**AIM OF THE EXERCISE:**
Repeat the listing in full, word for word.

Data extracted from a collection
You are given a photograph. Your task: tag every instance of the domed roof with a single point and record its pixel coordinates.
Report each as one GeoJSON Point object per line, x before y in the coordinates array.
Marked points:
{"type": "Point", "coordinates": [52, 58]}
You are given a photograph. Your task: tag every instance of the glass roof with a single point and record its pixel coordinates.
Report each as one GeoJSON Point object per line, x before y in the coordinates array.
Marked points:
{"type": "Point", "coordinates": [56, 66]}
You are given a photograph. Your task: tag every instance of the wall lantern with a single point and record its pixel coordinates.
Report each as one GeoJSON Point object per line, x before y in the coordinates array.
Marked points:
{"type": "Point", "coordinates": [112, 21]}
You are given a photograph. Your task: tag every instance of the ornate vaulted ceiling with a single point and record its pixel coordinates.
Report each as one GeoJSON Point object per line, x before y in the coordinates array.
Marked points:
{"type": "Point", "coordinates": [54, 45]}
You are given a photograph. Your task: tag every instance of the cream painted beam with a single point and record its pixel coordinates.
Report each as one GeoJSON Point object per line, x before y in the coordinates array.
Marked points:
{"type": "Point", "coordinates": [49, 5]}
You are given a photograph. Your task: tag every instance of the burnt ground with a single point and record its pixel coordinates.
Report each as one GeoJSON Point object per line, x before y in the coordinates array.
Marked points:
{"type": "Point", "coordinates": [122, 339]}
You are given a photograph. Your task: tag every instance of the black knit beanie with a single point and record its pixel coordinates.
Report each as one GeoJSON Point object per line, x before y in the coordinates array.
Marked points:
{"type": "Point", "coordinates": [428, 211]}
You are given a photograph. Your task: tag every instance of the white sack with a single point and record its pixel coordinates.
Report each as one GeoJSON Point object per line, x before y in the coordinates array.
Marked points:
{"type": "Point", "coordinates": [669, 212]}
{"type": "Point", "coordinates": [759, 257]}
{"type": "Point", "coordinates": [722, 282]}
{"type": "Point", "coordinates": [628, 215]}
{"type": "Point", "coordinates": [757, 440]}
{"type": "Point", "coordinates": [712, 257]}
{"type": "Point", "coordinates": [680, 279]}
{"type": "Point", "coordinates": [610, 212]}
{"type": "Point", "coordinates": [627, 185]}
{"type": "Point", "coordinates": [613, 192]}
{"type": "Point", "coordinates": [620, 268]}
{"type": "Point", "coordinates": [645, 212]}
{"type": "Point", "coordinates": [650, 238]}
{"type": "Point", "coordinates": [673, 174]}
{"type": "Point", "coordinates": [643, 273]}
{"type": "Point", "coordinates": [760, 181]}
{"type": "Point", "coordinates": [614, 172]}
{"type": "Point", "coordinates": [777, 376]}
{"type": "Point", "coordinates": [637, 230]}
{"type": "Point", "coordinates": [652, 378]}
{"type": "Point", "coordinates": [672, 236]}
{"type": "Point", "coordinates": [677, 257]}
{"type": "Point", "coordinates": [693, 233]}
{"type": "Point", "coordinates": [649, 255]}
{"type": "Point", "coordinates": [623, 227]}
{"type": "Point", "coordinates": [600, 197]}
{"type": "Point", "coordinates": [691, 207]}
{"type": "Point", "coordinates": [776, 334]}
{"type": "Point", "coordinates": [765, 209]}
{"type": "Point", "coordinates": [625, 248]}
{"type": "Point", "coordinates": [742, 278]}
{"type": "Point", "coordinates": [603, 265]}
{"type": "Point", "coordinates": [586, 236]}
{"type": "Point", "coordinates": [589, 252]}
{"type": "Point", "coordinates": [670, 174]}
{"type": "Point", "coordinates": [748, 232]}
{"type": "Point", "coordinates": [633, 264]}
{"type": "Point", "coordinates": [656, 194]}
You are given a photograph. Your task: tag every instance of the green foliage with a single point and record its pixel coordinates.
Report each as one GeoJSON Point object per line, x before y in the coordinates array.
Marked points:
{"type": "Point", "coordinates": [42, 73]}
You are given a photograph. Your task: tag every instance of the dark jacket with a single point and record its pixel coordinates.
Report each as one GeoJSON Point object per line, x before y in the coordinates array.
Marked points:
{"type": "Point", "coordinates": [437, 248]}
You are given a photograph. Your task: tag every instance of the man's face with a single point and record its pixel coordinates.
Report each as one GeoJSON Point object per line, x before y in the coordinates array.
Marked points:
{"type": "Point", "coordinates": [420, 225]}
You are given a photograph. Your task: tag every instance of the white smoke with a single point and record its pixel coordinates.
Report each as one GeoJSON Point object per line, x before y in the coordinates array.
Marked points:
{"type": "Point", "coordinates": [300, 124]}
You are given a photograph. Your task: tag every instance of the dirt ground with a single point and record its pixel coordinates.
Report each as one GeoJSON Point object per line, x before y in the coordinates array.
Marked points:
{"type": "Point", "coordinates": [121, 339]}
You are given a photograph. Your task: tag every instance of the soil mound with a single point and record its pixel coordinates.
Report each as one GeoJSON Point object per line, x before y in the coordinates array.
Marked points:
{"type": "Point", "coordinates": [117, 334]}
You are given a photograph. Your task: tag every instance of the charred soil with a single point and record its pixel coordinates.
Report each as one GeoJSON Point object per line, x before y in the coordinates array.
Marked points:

**SOLUTION TO THIS TASK:**
You are given a photograph. Your task: tag every instance of the domed roof with a single point and record its pixel coordinates.
Report each as one GeoJSON Point object per line, x before y in the coordinates array.
Marked points:
{"type": "Point", "coordinates": [52, 58]}
You are given a photograph. Your task: tag every instance of the glass roof with a single point and record its pixel coordinates.
Report each as one GeoJSON Point object per line, x before y in the coordinates array.
Marked points:
{"type": "Point", "coordinates": [56, 66]}
You are given a photograph. Your task: tag every instance of the wall lantern with a single point and record its pixel coordinates.
Report each as one GeoJSON Point object per line, x before y in the coordinates array.
Marked points:
{"type": "Point", "coordinates": [112, 21]}
You are given a photograph. Your task: tag every instance of the ornate vaulted ceiling with a single point and record its pixel coordinates.
Report each as one GeoJSON Point object per line, x before y in the coordinates array.
Marked points:
{"type": "Point", "coordinates": [54, 45]}
You are given a photograph. Your task: tag every instance of the cream painted beam with a single point and record its pixel coordinates.
Report each as one GeoJSON Point object per line, x before y in the coordinates array.
Marked points:
{"type": "Point", "coordinates": [49, 5]}
You are given a photograph. Your task: tag every instance of the burnt ground with a single point and record its pixel coordinates.
Report each as one GeoJSON Point object per line, x before y in the coordinates array.
Marked points:
{"type": "Point", "coordinates": [122, 339]}
You are given a photograph. Your task: tag every instance of the black knit beanie with a single point and record its pixel coordinates.
Report each as one GeoJSON Point object per line, x before y in the coordinates array.
Marked points:
{"type": "Point", "coordinates": [428, 211]}
You are given a photograph. Your task: tag every instance of the white sack with a single point and record its pixel coordinates.
Report each as one GeoJSON Point object per line, x before y in the coordinates array.
Marked points:
{"type": "Point", "coordinates": [669, 212]}
{"type": "Point", "coordinates": [759, 257]}
{"type": "Point", "coordinates": [722, 282]}
{"type": "Point", "coordinates": [628, 215]}
{"type": "Point", "coordinates": [757, 440]}
{"type": "Point", "coordinates": [712, 257]}
{"type": "Point", "coordinates": [680, 279]}
{"type": "Point", "coordinates": [610, 212]}
{"type": "Point", "coordinates": [627, 185]}
{"type": "Point", "coordinates": [613, 192]}
{"type": "Point", "coordinates": [620, 268]}
{"type": "Point", "coordinates": [645, 212]}
{"type": "Point", "coordinates": [650, 238]}
{"type": "Point", "coordinates": [673, 174]}
{"type": "Point", "coordinates": [643, 273]}
{"type": "Point", "coordinates": [760, 181]}
{"type": "Point", "coordinates": [614, 172]}
{"type": "Point", "coordinates": [777, 376]}
{"type": "Point", "coordinates": [637, 230]}
{"type": "Point", "coordinates": [652, 378]}
{"type": "Point", "coordinates": [672, 236]}
{"type": "Point", "coordinates": [677, 257]}
{"type": "Point", "coordinates": [693, 233]}
{"type": "Point", "coordinates": [649, 255]}
{"type": "Point", "coordinates": [623, 227]}
{"type": "Point", "coordinates": [600, 197]}
{"type": "Point", "coordinates": [691, 207]}
{"type": "Point", "coordinates": [776, 334]}
{"type": "Point", "coordinates": [765, 209]}
{"type": "Point", "coordinates": [625, 248]}
{"type": "Point", "coordinates": [742, 278]}
{"type": "Point", "coordinates": [603, 265]}
{"type": "Point", "coordinates": [586, 236]}
{"type": "Point", "coordinates": [589, 252]}
{"type": "Point", "coordinates": [670, 174]}
{"type": "Point", "coordinates": [748, 232]}
{"type": "Point", "coordinates": [633, 264]}
{"type": "Point", "coordinates": [656, 194]}
You are given a photograph. Your task: tag every instance of the green foliage with a single point and record its pixel coordinates.
Report each as one GeoJSON Point object per line, x before y in the coordinates array.
Marked points:
{"type": "Point", "coordinates": [42, 73]}
You are given a photograph. Your task: tag every instance of the dark jacket with a single point and record its pixel coordinates.
Report each as one GeoJSON Point object per line, x before y in the coordinates array.
Marked points:
{"type": "Point", "coordinates": [437, 248]}
You are given a photograph. Your task: tag every instance of the man's face with a single point and record its pixel coordinates.
Report each as one GeoJSON Point object per line, x before y in the coordinates array.
Marked points:
{"type": "Point", "coordinates": [420, 225]}
You are given a photograph. Your task: tag every instance of the white smoke with a single point and record its pixel coordinates.
Report each as one GeoJSON Point object per line, x before y in the coordinates array.
Marked points:
{"type": "Point", "coordinates": [300, 124]}
You are given a photograph. Your task: tag every instance of the dirt ground with a single point and record its pixel coordinates.
Report each as one GeoJSON Point object per line, x before y in the coordinates array.
Marked points:
{"type": "Point", "coordinates": [121, 339]}
You are given a photograph. Your task: tag every instance of the soil mound with a single point and record its pixel coordinates.
Report each as one GeoJSON Point object per line, x before y in the coordinates array.
Marked points:
{"type": "Point", "coordinates": [117, 334]}
You are given a photograph. Your task: tag every instance of the charred soil with a single point and record its pixel coordinates.
Report each as one GeoJSON Point object per line, x before y in the coordinates array.
Marked points:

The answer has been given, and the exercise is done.